• **Extracted text**
══════════

A study focusing on a cohort of individuals aged 5 to 16 years in rural Yunan Province, China, indicated that only 18.9% of myopic students wear glasses.[17] A recent survey in Shanghai spanning from 2017 to 2018 reported that some parents were unwilling to make their children wear glasses by mistakenly believing that wearing glasses would become irreversible and negatively affect their physical appearance.[18] Forty-eight percent of the parents believed that wearing glasses would worsen vision, and 39% would not wear glasses in time for children with myopia. The reasons include, but are not limited to, lack of myopia screening, lack of eye-care awareness, and the misconception that wearing glasses negatively affects vision or recovery.[19,20] As high-degree myopia increases the risk of vision loss and ocular diseases, prompt prevention and/or intervention strategies are desirable to alleviate myopia progression. Health education is in demand to raise public awareness of wearing glasses on time to improve eyesight. In our study, more than one-third of myopic students did not wear glasses. The reasons may include: parents did not pay attention to it, the student’s physical examination results were not sent to parents, and some students may not have informed their parents that they require glasses due to a low degree of myopia. Our results showed that age and VA had significant effects on glass wearing, possibly in conjunction with BMI. No glass correction challenges effective learning in classrooms, especially for younger students.

Our temporal (VA, SE) correlation profile reveals the critical myopia development period (age 8–9) which has already been proposed from another viewpoint.[9] The age-specific joint (VA, SE) distributions further help us to propose vision-checkup-based alarm regions for early intervention (e.g., grade 1). Due to the strong eye accommodation ability of young children, the “Standards for Screening Refractive Errors for Primary and Secondary School Students”[21] recommends the standardized use of vision combined with nonmydriatic refraction as a national myopia survey method. However, the results exhibited certain deviations. This causes false positives and an overestimation of the myopia rate. Therefore, we need to perform more rigorous mydriatic optometry in medical institutions to correct preliminary screening results and improve the accuracy of the survey results.

══════════

• **Dataset excerpts**

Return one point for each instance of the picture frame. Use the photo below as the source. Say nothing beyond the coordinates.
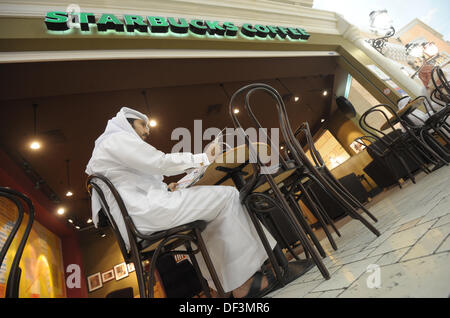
(121, 271)
(130, 267)
(108, 275)
(94, 282)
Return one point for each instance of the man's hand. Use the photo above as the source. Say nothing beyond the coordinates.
(173, 186)
(425, 75)
(212, 151)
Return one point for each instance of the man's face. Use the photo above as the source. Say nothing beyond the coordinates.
(140, 126)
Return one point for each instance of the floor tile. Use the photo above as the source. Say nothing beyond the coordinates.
(297, 290)
(440, 210)
(425, 277)
(331, 293)
(445, 246)
(402, 239)
(408, 225)
(346, 275)
(442, 221)
(428, 243)
(392, 257)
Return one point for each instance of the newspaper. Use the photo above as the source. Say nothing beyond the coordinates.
(196, 174)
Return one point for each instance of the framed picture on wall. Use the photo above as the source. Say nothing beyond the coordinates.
(107, 276)
(121, 271)
(94, 282)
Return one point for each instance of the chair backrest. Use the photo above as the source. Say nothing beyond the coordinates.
(441, 92)
(12, 286)
(315, 154)
(93, 184)
(376, 132)
(292, 144)
(371, 144)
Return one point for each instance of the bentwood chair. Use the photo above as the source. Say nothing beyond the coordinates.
(299, 156)
(151, 246)
(434, 125)
(299, 161)
(321, 167)
(379, 154)
(16, 198)
(441, 92)
(404, 147)
(259, 202)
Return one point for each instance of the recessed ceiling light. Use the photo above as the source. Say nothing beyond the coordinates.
(35, 145)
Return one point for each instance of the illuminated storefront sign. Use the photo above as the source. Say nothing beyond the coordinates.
(59, 21)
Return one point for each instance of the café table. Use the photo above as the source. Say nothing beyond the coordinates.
(232, 168)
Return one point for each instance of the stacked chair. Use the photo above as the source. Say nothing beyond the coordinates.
(404, 152)
(20, 201)
(381, 155)
(284, 196)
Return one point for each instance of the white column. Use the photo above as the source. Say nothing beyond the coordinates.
(352, 33)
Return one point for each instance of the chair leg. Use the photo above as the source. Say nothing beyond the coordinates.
(209, 264)
(194, 262)
(140, 277)
(340, 200)
(403, 163)
(318, 215)
(280, 233)
(304, 224)
(265, 242)
(321, 210)
(290, 216)
(347, 194)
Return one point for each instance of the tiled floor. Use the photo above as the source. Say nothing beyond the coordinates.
(411, 258)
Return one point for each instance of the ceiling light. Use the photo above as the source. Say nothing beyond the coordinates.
(431, 49)
(380, 20)
(35, 145)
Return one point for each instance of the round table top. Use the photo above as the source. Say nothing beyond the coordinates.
(409, 107)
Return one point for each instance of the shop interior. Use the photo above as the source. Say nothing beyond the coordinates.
(65, 105)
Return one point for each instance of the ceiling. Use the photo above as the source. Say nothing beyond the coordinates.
(75, 100)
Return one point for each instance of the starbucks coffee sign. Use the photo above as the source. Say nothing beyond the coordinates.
(61, 21)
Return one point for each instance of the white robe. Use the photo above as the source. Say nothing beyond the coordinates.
(136, 169)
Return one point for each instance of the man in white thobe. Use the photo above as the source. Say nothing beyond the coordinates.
(136, 169)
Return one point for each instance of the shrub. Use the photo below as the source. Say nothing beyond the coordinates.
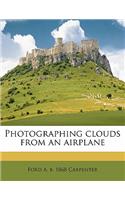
(119, 108)
(29, 92)
(102, 109)
(39, 111)
(38, 101)
(12, 90)
(11, 117)
(109, 96)
(11, 100)
(7, 105)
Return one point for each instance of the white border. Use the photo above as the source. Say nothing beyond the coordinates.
(97, 9)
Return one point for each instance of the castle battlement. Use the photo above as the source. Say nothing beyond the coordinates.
(59, 51)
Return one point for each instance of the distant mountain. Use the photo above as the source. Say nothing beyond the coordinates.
(59, 87)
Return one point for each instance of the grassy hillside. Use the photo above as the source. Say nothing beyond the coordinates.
(59, 89)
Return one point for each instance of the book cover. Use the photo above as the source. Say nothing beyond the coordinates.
(62, 100)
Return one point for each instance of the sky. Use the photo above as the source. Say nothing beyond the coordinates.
(19, 36)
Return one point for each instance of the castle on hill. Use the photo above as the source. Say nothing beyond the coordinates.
(76, 54)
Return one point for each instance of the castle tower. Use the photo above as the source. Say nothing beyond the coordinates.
(58, 42)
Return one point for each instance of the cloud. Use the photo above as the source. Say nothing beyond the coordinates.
(2, 25)
(12, 48)
(69, 31)
(121, 22)
(117, 62)
(26, 43)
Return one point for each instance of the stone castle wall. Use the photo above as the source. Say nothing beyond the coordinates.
(59, 48)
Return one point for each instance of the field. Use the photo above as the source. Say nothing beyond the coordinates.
(87, 118)
(59, 93)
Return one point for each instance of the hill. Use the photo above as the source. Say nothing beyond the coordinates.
(60, 88)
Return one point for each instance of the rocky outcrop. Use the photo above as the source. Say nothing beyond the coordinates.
(75, 54)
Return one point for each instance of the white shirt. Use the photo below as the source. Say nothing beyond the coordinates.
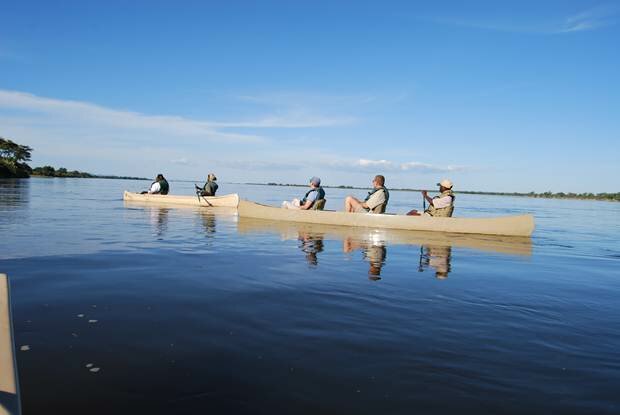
(442, 202)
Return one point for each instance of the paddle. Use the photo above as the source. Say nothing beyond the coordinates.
(420, 268)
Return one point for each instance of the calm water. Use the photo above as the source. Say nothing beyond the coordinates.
(196, 311)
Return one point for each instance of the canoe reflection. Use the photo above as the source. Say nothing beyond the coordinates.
(435, 248)
(373, 251)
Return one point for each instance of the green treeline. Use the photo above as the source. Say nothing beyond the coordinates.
(13, 158)
(49, 171)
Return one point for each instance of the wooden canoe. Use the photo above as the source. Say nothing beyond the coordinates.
(9, 385)
(231, 200)
(522, 225)
(512, 245)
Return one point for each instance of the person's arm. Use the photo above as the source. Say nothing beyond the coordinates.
(427, 197)
(309, 200)
(375, 200)
(442, 202)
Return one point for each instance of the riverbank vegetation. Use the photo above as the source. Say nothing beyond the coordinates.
(13, 158)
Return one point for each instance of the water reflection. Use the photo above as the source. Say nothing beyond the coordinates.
(159, 220)
(435, 248)
(436, 258)
(208, 223)
(373, 251)
(311, 244)
(14, 192)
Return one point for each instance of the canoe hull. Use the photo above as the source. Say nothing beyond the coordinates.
(231, 200)
(512, 245)
(9, 385)
(522, 225)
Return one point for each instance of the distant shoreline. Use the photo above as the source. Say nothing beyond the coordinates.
(92, 176)
(610, 197)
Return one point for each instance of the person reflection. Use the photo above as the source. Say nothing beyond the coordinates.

══════════

• **Work to complete**
- A) Repeat exactly the part of the passage on myopia and glasses that opens with the words containing "Our temporal (VA, SE)" and closes with "the survey results.".
- B) Pick up the passage on myopia in schoolchildren where it stops and continue it.

• **Written responses**
- A)
Our temporal (VA, SE) correlation profile reveals the critical myopia development period (age 8–9) which has already been proposed from another viewpoint.[9] The age-specific joint (VA, SE) distributions further help us to propose vision-checkup-based alarm regions for early intervention (e.g., grade 1). Due to the strong eye accommodation ability of young children, the “Standards for Screening Refractive Errors for Primary and Secondary School Students”[21] recommends the standardized use of vision combined with nonmydriatic refraction as a national myopia survey method. However, the results exhibited certain deviations. This causes false positives and an overestimation of the myopia rate. Therefore, we need to perform more rigorous mydriatic optometry in medical institutions to correct preliminary screening results and improve the accuracy of the survey results.

- B)
To extensively conduct comparative and confirmatory studies among many published studies, the major obstacle is that the predictor joint distributions (Pr(X1,...)) are often not available, and only marginal prevalence rates (stratified by single predictors) are presented. To overcome this, we propose obtaining access to Pr(X1,...) by referring to independent databases and refining the logistic model (using the set of predictors considered in each study) until model-based marginal rates highly agree with the reported rates.

Our study has certain limitations. First, this cross-sectional study only reported the status quo with regard to myopia and glass wearing. Although our cross-sectional study involved more grades than some other cross-sectional studies,[22] a large-scale longitudinal study[23] would help investigate myopia progression in more detail. Second, this study focused on visual inspection without involving other factors (e.g., genetic, environmental, and behavioral habits). Data collection for follow-up (5–10 years) studies is currently underway to develop better interventions to prevent or slow down myopia development.